(Stored data entries)
——————
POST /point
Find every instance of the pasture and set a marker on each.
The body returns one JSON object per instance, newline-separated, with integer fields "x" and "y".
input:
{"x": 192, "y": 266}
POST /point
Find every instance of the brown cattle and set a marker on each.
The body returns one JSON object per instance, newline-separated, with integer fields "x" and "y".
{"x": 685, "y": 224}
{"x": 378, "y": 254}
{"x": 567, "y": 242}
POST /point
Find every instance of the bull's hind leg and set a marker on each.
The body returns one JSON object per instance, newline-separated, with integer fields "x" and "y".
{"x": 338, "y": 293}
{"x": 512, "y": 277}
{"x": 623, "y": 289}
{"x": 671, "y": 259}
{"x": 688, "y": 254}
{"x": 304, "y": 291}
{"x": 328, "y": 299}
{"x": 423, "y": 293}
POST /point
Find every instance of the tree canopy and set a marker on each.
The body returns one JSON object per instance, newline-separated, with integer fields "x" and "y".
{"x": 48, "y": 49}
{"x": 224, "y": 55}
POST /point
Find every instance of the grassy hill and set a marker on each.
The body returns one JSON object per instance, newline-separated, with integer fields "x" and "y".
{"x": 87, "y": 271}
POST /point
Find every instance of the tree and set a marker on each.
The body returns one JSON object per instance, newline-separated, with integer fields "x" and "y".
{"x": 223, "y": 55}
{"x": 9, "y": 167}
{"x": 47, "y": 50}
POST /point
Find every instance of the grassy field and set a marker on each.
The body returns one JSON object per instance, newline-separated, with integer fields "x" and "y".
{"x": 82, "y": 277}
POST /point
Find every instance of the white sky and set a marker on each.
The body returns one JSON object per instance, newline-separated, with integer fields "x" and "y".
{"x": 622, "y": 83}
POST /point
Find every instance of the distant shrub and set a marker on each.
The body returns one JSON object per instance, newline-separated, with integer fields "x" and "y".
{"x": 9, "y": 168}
——————
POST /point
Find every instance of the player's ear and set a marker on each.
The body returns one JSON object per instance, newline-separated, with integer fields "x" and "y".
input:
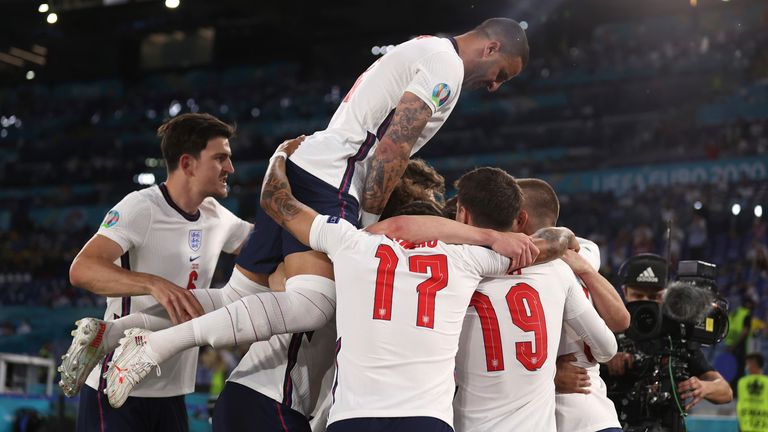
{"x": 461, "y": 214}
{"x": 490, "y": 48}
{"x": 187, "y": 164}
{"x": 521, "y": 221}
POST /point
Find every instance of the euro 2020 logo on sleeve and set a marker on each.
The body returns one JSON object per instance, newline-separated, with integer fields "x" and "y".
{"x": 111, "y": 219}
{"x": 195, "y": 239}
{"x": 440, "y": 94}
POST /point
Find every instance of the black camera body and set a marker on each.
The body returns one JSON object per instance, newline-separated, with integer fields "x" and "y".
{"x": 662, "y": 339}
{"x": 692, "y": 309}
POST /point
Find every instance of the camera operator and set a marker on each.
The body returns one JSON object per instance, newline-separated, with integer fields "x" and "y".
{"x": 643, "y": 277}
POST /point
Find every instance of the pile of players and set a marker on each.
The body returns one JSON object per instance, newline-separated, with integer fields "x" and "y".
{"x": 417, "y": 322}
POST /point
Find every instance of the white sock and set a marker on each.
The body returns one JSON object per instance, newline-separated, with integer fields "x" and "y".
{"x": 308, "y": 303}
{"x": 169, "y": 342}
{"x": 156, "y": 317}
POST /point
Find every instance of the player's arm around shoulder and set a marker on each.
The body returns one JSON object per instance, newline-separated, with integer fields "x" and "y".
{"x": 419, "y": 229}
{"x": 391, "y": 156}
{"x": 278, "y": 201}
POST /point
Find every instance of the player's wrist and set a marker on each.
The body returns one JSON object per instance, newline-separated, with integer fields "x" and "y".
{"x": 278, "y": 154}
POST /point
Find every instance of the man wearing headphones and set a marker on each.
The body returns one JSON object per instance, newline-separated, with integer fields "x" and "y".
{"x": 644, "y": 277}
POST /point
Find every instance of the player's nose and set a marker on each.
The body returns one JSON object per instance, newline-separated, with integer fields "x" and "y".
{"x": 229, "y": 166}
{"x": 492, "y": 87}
——————
* [Prompt] Keep only those lines of the records that hold "camera", and return them.

* [Result]
Find every instance of the black camera body and set a marker on each.
Find every instance of the camera operator and set a marker on each.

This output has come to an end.